EXERCISE DESCRIPTION
Leave out every line before the one containing "crest on shorts.", and repeat the rest of the material below exactly, that line included.

TASK MATERIAL
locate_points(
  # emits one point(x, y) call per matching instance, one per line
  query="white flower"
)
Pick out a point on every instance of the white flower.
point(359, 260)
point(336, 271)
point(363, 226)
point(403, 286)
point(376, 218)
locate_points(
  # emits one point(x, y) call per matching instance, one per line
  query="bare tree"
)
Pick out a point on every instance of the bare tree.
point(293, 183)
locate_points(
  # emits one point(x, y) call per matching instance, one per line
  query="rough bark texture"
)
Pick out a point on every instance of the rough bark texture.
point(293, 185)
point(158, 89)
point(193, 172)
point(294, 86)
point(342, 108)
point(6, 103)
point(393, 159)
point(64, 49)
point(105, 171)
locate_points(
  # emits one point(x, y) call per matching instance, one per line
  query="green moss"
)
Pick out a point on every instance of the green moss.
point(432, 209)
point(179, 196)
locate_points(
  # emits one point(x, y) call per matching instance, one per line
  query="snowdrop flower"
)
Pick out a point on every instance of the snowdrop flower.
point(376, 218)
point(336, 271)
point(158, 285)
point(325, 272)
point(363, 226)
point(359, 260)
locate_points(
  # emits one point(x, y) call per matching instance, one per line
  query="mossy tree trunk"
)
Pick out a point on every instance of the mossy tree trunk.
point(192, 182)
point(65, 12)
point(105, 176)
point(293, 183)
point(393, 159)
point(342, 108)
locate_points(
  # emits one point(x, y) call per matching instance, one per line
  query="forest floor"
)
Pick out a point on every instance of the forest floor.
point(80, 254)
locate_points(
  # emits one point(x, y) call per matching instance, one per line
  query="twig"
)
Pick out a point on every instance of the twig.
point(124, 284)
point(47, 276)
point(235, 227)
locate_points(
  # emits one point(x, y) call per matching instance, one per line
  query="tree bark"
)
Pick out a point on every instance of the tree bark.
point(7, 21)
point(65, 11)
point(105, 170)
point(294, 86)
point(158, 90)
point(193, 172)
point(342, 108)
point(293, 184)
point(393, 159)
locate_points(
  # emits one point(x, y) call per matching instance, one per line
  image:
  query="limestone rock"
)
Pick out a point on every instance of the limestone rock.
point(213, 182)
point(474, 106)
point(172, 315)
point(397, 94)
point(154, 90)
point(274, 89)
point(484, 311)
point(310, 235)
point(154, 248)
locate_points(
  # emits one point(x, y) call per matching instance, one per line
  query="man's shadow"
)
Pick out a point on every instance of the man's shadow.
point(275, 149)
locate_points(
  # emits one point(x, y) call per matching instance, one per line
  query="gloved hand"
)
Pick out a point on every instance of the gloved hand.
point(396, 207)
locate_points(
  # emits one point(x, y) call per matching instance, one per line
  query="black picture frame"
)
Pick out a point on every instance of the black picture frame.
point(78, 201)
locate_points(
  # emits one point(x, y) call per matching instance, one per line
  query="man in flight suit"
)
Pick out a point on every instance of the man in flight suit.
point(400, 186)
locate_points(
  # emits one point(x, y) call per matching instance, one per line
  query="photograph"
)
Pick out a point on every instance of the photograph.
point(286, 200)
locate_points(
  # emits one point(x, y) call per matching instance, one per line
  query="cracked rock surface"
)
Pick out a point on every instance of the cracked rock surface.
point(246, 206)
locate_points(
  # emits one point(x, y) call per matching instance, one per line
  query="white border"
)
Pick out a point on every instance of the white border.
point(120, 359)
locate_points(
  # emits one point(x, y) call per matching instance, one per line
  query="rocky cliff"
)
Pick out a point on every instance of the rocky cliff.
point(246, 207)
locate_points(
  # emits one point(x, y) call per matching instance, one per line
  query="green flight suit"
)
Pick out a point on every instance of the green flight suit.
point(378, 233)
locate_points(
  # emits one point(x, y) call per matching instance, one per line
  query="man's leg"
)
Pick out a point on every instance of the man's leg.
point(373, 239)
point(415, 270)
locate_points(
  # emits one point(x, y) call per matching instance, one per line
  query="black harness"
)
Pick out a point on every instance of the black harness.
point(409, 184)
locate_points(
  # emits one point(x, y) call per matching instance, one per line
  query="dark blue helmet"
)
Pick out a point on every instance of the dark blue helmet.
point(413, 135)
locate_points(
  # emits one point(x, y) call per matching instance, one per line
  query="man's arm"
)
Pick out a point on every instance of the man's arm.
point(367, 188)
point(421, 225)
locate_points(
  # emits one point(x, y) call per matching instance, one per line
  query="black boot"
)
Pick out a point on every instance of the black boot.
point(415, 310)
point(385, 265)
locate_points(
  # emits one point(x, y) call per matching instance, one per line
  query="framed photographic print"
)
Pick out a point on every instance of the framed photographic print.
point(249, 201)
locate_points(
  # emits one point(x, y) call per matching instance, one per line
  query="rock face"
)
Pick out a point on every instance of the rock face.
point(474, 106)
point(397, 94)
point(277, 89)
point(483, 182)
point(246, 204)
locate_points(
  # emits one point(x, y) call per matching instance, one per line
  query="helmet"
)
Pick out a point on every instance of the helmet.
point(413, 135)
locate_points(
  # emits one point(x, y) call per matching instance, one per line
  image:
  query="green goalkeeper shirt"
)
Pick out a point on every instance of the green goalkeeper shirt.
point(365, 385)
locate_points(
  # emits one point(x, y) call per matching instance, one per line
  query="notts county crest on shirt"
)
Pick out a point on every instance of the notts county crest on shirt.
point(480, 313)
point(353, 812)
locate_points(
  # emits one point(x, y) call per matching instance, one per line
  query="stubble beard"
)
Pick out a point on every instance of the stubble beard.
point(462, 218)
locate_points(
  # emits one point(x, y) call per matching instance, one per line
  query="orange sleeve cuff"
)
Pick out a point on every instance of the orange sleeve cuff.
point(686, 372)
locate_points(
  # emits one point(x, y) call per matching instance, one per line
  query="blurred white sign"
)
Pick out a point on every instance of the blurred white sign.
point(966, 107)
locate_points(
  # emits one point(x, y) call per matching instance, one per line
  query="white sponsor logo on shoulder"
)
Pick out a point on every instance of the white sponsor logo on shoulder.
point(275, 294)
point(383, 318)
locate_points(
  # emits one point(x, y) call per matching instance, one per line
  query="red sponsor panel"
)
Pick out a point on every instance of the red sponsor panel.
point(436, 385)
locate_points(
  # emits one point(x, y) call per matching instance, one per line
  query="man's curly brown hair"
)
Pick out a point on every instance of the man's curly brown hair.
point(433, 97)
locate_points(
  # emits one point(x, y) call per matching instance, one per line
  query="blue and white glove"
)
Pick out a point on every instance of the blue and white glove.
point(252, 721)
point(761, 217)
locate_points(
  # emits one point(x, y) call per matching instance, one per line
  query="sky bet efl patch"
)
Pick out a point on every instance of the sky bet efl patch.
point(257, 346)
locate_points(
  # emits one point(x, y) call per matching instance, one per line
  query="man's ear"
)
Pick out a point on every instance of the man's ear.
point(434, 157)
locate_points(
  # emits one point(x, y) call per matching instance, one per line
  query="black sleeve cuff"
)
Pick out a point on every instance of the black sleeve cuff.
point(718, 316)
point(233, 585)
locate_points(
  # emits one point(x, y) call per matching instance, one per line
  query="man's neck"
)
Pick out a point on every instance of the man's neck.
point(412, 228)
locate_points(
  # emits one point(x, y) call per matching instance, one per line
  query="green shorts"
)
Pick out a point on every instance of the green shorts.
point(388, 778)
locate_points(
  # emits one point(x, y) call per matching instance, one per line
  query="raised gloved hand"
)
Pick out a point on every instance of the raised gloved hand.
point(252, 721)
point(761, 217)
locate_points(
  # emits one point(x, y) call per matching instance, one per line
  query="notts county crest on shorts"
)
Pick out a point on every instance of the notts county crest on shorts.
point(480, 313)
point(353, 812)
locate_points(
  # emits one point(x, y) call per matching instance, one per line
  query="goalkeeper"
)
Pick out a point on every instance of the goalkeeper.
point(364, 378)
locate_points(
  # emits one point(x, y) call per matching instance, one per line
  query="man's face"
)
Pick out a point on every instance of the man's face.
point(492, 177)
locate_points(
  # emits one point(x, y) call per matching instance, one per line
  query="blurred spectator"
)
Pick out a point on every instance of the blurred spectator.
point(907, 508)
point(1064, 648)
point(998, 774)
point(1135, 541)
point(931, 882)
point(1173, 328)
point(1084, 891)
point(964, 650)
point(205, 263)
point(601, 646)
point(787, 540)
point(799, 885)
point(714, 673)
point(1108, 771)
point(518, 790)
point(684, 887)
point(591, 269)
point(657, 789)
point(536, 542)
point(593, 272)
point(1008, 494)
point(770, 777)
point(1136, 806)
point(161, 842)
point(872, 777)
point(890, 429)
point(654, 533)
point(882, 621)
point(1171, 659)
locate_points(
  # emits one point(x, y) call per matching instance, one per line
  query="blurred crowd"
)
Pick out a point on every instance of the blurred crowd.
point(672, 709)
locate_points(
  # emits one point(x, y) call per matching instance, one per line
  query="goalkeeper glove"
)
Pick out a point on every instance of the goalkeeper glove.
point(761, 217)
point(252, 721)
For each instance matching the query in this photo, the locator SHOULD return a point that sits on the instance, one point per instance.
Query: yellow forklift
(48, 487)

EXPECTED OUTPUT
Pick out a point on every instance of the notts county crest on shorts.
point(480, 313)
point(353, 812)
locate_points(
  # emits one point(x, y) call per matching instance, one per line
  query="goalkeeper"
)
Pick out a point on every instance of the goalkeeper.
point(364, 378)
locate_points(
  # emits one point(x, y) call per matching instance, one per line
  query="man's face"
)
Pick out a point on every instance of the man's face.
point(492, 177)
locate_points(
  # emits one point(x, y) call per matching instance, one per line
  query="blurred spectator"
)
Pick out a point on every instance of the blurred spectator.
point(907, 508)
point(1064, 648)
point(998, 774)
point(1135, 541)
point(931, 882)
point(1173, 328)
point(1084, 891)
point(964, 650)
point(205, 263)
point(601, 646)
point(787, 540)
point(799, 885)
point(714, 673)
point(1108, 771)
point(518, 790)
point(684, 887)
point(591, 269)
point(657, 789)
point(536, 542)
point(593, 272)
point(1008, 494)
point(770, 777)
point(1136, 806)
point(161, 842)
point(872, 777)
point(890, 429)
point(654, 533)
point(882, 621)
point(1171, 659)
locate_points(
  # emits one point(x, y) call per matching instance, one per line
  query="blurred crowd"
)
Pick out a point on every instance of the blurred crowd.
point(672, 709)
locate_points(
  # emits one point(x, y) call per matching instance, one per line
  query="goalkeeper glove"
)
Pick out a point on every instance of the goalkeeper glove.
point(761, 217)
point(252, 721)
For each instance matching the query in this photo, the locator SHOULD return a point that sits on the instance, one point per instance.
Query: yellow forklift
(48, 487)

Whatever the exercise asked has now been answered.